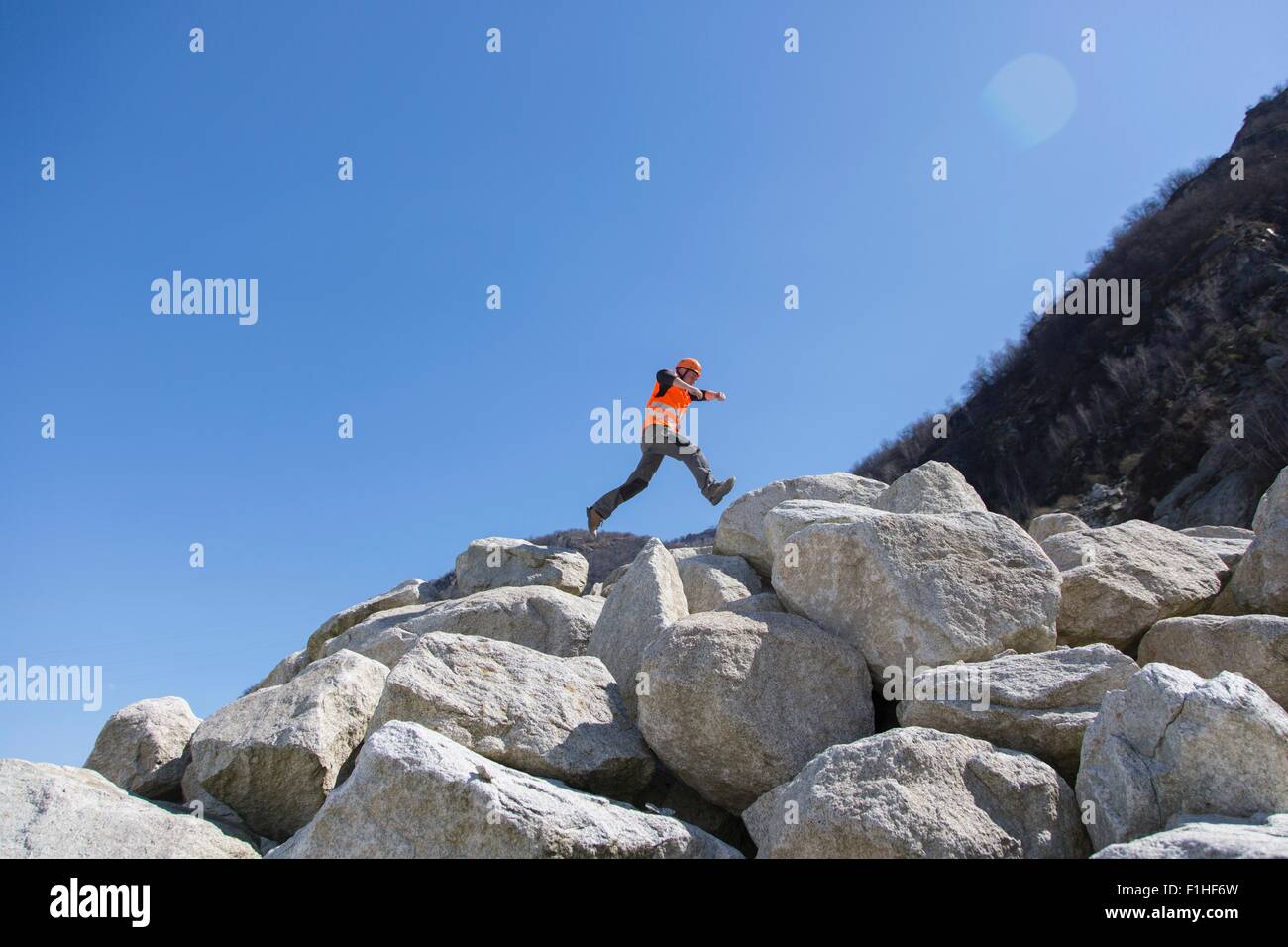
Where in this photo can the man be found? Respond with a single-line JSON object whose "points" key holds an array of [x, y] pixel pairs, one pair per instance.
{"points": [[662, 438]]}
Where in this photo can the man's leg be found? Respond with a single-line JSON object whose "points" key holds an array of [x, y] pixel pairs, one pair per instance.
{"points": [[634, 484], [681, 447]]}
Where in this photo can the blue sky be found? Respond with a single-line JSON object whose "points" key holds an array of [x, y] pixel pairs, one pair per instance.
{"points": [[515, 169]]}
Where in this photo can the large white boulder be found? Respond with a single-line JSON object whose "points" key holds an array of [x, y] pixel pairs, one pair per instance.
{"points": [[645, 599], [535, 616], [65, 812], [1254, 646], [712, 579], [416, 793], [1172, 744], [273, 755], [284, 669], [754, 604], [1048, 525], [794, 515], [1120, 579], [1039, 703], [932, 487], [143, 748], [738, 703], [931, 587], [741, 528], [1212, 836], [914, 792], [554, 716], [410, 592], [498, 562]]}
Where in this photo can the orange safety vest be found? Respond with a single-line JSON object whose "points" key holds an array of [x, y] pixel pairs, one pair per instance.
{"points": [[668, 408]]}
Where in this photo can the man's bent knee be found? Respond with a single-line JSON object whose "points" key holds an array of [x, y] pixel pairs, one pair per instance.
{"points": [[632, 488]]}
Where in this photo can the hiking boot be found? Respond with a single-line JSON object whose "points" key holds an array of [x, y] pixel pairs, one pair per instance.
{"points": [[721, 491]]}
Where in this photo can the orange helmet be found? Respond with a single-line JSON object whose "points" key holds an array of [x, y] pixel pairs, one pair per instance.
{"points": [[694, 364]]}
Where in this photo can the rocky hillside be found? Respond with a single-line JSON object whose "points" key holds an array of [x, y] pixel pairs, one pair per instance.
{"points": [[1120, 421], [850, 669]]}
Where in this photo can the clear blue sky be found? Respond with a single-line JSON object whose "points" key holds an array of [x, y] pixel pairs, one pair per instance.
{"points": [[514, 169]]}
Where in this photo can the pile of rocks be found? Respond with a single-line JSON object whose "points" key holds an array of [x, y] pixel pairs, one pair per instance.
{"points": [[851, 671]]}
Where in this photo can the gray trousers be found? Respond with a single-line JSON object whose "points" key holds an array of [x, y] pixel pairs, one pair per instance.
{"points": [[657, 442]]}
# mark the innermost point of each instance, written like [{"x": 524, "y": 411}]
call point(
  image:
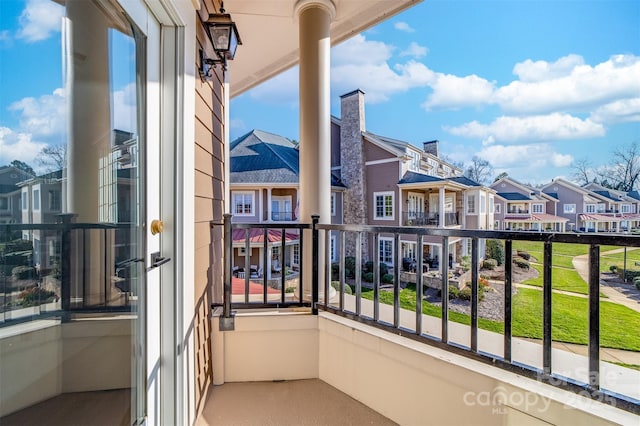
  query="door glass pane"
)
[{"x": 70, "y": 276}]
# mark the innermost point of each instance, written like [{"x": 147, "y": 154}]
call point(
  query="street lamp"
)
[{"x": 224, "y": 36}]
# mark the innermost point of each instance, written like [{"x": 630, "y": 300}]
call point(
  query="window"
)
[
  {"x": 36, "y": 199},
  {"x": 471, "y": 204},
  {"x": 333, "y": 204},
  {"x": 54, "y": 200},
  {"x": 383, "y": 202},
  {"x": 296, "y": 255},
  {"x": 334, "y": 251},
  {"x": 243, "y": 203},
  {"x": 281, "y": 208},
  {"x": 409, "y": 250},
  {"x": 385, "y": 251}
]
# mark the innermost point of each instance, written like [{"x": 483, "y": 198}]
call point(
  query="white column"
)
[
  {"x": 441, "y": 219},
  {"x": 315, "y": 126}
]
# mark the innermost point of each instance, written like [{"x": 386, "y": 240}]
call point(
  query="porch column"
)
[
  {"x": 91, "y": 181},
  {"x": 441, "y": 218},
  {"x": 314, "y": 20}
]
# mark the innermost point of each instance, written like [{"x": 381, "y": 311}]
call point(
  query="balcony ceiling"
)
[{"x": 269, "y": 33}]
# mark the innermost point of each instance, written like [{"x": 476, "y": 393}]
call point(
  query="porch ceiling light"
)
[{"x": 224, "y": 36}]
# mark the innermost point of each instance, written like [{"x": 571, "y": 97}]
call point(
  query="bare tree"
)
[
  {"x": 479, "y": 170},
  {"x": 52, "y": 157},
  {"x": 623, "y": 173},
  {"x": 583, "y": 172}
]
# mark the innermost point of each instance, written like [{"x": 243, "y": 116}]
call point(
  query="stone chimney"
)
[
  {"x": 352, "y": 166},
  {"x": 431, "y": 147}
]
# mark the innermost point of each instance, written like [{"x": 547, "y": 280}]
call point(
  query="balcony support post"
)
[{"x": 314, "y": 21}]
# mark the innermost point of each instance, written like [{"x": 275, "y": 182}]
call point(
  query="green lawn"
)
[
  {"x": 561, "y": 279},
  {"x": 618, "y": 324}
]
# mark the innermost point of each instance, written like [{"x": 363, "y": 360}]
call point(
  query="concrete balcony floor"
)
[{"x": 295, "y": 402}]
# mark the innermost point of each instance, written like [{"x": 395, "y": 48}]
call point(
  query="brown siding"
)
[{"x": 209, "y": 206}]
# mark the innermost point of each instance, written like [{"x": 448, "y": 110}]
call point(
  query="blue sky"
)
[{"x": 530, "y": 86}]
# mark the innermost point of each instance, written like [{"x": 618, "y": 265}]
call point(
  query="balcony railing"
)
[
  {"x": 282, "y": 216},
  {"x": 517, "y": 211},
  {"x": 370, "y": 310},
  {"x": 430, "y": 219},
  {"x": 50, "y": 269}
]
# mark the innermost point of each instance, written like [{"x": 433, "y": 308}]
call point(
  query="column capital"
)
[{"x": 302, "y": 5}]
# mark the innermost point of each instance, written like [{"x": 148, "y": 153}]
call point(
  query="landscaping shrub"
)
[
  {"x": 453, "y": 292},
  {"x": 35, "y": 296},
  {"x": 465, "y": 263},
  {"x": 495, "y": 250},
  {"x": 629, "y": 275},
  {"x": 23, "y": 273},
  {"x": 490, "y": 264},
  {"x": 521, "y": 263}
]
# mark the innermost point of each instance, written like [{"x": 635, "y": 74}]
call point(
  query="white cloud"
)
[
  {"x": 124, "y": 109},
  {"x": 626, "y": 110},
  {"x": 530, "y": 71},
  {"x": 356, "y": 63},
  {"x": 39, "y": 19},
  {"x": 44, "y": 116},
  {"x": 18, "y": 146},
  {"x": 541, "y": 128},
  {"x": 558, "y": 87},
  {"x": 414, "y": 50},
  {"x": 403, "y": 26},
  {"x": 531, "y": 157},
  {"x": 452, "y": 92}
]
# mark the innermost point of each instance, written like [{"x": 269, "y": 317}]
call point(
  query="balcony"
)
[
  {"x": 517, "y": 210},
  {"x": 282, "y": 216},
  {"x": 429, "y": 219},
  {"x": 414, "y": 367}
]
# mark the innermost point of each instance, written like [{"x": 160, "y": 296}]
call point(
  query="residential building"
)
[
  {"x": 520, "y": 207},
  {"x": 265, "y": 174},
  {"x": 152, "y": 353},
  {"x": 593, "y": 208},
  {"x": 10, "y": 194},
  {"x": 392, "y": 182}
]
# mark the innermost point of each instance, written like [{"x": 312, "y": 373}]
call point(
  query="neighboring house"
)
[
  {"x": 578, "y": 205},
  {"x": 618, "y": 210},
  {"x": 265, "y": 172},
  {"x": 392, "y": 182},
  {"x": 519, "y": 207},
  {"x": 41, "y": 202},
  {"x": 10, "y": 194}
]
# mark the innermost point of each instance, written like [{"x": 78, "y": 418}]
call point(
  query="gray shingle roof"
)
[{"x": 514, "y": 196}]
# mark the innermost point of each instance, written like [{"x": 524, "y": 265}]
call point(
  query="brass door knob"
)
[{"x": 157, "y": 226}]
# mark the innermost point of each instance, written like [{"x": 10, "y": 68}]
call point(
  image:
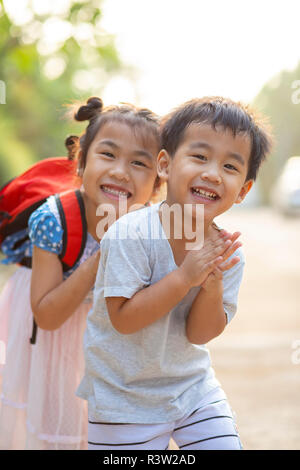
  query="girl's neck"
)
[{"x": 90, "y": 214}]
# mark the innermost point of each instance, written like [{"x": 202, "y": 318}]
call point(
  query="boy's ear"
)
[
  {"x": 163, "y": 164},
  {"x": 245, "y": 190}
]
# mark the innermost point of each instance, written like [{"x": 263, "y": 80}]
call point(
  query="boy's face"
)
[{"x": 209, "y": 167}]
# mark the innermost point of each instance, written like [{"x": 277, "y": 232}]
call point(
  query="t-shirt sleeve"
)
[
  {"x": 231, "y": 282},
  {"x": 124, "y": 265},
  {"x": 45, "y": 231}
]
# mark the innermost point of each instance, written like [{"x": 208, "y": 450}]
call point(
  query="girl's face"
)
[
  {"x": 209, "y": 168},
  {"x": 120, "y": 167}
]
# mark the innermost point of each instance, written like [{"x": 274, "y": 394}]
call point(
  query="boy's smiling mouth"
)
[
  {"x": 115, "y": 192},
  {"x": 205, "y": 194}
]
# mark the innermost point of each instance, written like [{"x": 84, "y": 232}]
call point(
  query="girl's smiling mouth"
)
[{"x": 115, "y": 192}]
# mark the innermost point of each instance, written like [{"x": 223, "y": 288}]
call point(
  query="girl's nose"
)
[{"x": 120, "y": 172}]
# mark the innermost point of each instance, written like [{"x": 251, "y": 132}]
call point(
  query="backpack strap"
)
[{"x": 72, "y": 213}]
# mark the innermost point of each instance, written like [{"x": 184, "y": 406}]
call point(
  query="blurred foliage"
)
[
  {"x": 279, "y": 100},
  {"x": 40, "y": 77}
]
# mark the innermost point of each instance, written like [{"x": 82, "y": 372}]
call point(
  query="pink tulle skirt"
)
[{"x": 38, "y": 406}]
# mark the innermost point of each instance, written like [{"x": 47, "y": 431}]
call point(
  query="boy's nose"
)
[{"x": 211, "y": 174}]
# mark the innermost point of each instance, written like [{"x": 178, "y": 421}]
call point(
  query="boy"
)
[{"x": 148, "y": 373}]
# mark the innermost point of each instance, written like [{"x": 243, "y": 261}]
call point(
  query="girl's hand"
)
[{"x": 213, "y": 280}]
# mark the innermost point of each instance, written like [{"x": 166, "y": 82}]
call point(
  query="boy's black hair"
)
[{"x": 223, "y": 112}]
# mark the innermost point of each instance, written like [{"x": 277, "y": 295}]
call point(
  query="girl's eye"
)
[
  {"x": 139, "y": 163},
  {"x": 231, "y": 167},
  {"x": 199, "y": 156}
]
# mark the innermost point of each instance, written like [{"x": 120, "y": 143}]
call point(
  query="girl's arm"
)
[{"x": 53, "y": 299}]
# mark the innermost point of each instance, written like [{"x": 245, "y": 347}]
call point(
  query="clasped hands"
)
[{"x": 206, "y": 266}]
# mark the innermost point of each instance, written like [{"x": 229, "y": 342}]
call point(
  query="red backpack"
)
[{"x": 25, "y": 193}]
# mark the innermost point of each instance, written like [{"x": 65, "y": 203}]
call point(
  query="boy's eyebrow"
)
[
  {"x": 234, "y": 155},
  {"x": 137, "y": 152}
]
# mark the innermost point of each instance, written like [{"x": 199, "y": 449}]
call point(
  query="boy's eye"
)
[
  {"x": 199, "y": 156},
  {"x": 231, "y": 167},
  {"x": 108, "y": 154}
]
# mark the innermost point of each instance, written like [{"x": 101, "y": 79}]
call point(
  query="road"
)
[{"x": 257, "y": 358}]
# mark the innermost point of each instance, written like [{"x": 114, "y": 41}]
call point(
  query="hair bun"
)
[
  {"x": 89, "y": 111},
  {"x": 72, "y": 144}
]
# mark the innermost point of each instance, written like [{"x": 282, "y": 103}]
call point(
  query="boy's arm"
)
[{"x": 207, "y": 317}]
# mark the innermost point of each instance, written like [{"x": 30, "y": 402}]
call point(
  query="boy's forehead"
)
[{"x": 199, "y": 135}]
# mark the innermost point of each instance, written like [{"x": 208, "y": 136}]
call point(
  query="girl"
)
[{"x": 117, "y": 163}]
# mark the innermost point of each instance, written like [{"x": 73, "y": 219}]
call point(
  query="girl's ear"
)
[
  {"x": 80, "y": 168},
  {"x": 163, "y": 165},
  {"x": 244, "y": 191}
]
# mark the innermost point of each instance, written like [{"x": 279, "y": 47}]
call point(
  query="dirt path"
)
[{"x": 257, "y": 358}]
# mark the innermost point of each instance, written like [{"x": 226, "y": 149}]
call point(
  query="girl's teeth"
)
[
  {"x": 205, "y": 193},
  {"x": 115, "y": 191}
]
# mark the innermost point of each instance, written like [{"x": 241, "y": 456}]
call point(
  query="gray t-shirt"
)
[{"x": 154, "y": 375}]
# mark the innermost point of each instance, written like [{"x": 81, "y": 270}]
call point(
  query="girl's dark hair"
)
[
  {"x": 142, "y": 120},
  {"x": 223, "y": 112}
]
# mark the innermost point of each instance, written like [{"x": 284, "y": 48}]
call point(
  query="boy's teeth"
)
[
  {"x": 115, "y": 191},
  {"x": 205, "y": 193}
]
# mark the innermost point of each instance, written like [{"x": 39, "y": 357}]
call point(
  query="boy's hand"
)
[
  {"x": 198, "y": 264},
  {"x": 211, "y": 282}
]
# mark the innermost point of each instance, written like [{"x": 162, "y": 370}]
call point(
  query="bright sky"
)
[
  {"x": 179, "y": 48},
  {"x": 184, "y": 49}
]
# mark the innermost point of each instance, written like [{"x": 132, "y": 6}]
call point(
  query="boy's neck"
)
[{"x": 200, "y": 231}]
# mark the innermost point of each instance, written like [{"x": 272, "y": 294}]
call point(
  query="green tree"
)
[
  {"x": 279, "y": 99},
  {"x": 50, "y": 59}
]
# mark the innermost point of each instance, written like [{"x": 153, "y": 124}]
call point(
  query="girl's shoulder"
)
[{"x": 45, "y": 228}]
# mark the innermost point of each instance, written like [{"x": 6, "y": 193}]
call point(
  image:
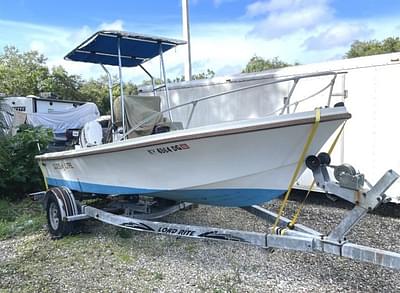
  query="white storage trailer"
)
[
  {"x": 368, "y": 87},
  {"x": 33, "y": 104}
]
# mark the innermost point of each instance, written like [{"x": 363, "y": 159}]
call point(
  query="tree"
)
[
  {"x": 63, "y": 85},
  {"x": 22, "y": 73},
  {"x": 373, "y": 47},
  {"x": 257, "y": 64}
]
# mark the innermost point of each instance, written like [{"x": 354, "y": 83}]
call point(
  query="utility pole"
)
[{"x": 186, "y": 37}]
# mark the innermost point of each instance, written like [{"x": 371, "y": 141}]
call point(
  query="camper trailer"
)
[{"x": 368, "y": 86}]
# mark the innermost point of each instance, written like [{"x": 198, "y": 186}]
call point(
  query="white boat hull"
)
[{"x": 233, "y": 164}]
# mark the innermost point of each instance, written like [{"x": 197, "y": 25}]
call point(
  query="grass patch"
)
[{"x": 20, "y": 218}]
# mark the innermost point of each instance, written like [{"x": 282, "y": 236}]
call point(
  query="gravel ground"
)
[{"x": 104, "y": 259}]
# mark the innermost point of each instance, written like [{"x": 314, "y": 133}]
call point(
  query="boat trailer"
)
[{"x": 63, "y": 210}]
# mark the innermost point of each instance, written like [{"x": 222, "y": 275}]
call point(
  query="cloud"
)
[
  {"x": 279, "y": 18},
  {"x": 117, "y": 25},
  {"x": 338, "y": 35},
  {"x": 217, "y": 3}
]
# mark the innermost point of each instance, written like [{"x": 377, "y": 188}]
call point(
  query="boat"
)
[{"x": 233, "y": 164}]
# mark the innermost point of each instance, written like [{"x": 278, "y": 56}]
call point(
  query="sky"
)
[{"x": 225, "y": 34}]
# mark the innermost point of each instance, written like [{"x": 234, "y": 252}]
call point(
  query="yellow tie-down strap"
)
[
  {"x": 299, "y": 165},
  {"x": 44, "y": 173},
  {"x": 297, "y": 213}
]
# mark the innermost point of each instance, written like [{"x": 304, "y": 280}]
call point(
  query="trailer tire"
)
[{"x": 59, "y": 204}]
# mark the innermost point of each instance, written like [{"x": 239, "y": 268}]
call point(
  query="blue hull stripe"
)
[{"x": 229, "y": 197}]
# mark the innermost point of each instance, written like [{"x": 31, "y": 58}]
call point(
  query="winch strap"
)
[
  {"x": 297, "y": 213},
  {"x": 299, "y": 165},
  {"x": 44, "y": 173}
]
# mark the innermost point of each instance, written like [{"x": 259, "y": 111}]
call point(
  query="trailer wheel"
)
[{"x": 59, "y": 204}]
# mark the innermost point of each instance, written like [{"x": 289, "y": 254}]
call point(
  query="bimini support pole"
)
[
  {"x": 165, "y": 82},
  {"x": 111, "y": 98},
  {"x": 121, "y": 87},
  {"x": 151, "y": 78}
]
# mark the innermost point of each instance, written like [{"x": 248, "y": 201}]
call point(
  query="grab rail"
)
[{"x": 286, "y": 106}]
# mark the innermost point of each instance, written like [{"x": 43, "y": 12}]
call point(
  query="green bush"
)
[{"x": 19, "y": 172}]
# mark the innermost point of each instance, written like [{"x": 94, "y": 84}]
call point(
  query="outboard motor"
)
[{"x": 91, "y": 134}]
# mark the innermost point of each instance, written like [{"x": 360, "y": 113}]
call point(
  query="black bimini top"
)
[{"x": 102, "y": 48}]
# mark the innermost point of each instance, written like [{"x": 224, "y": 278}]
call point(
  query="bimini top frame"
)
[{"x": 123, "y": 49}]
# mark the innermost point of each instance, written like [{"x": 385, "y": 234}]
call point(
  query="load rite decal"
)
[
  {"x": 169, "y": 149},
  {"x": 182, "y": 232}
]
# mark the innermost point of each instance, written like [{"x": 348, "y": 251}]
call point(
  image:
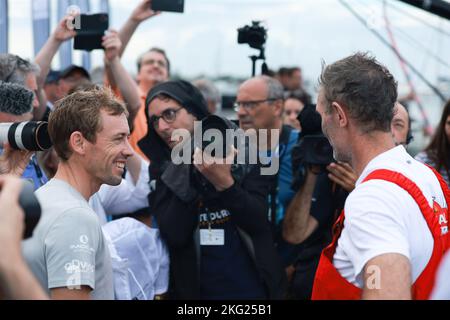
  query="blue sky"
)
[{"x": 203, "y": 40}]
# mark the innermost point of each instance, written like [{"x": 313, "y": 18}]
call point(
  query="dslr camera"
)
[
  {"x": 255, "y": 35},
  {"x": 31, "y": 136},
  {"x": 312, "y": 147}
]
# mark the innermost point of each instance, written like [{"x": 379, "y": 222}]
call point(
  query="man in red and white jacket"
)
[{"x": 393, "y": 232}]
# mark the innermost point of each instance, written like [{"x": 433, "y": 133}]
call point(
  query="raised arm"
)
[
  {"x": 44, "y": 58},
  {"x": 123, "y": 80},
  {"x": 16, "y": 280}
]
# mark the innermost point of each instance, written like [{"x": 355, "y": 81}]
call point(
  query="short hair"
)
[
  {"x": 154, "y": 49},
  {"x": 275, "y": 89},
  {"x": 365, "y": 87},
  {"x": 15, "y": 99},
  {"x": 80, "y": 111},
  {"x": 14, "y": 69}
]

• • • •

**ASSIGNMENT**
Copy out each line carrying the string "girl" from the data.

**EXERCISE ANSWER**
  query="girl's neck"
  query="girl's face"
  query="girl's smiling mouth"
  query="girl's nose"
  query="girl's hand"
  query="girl's eye"
  query="girl's arm"
  query="girl"
  query="girl's ear"
  query="girl's teeth"
  query="girl's dark hair"
  query="girl's shoulder"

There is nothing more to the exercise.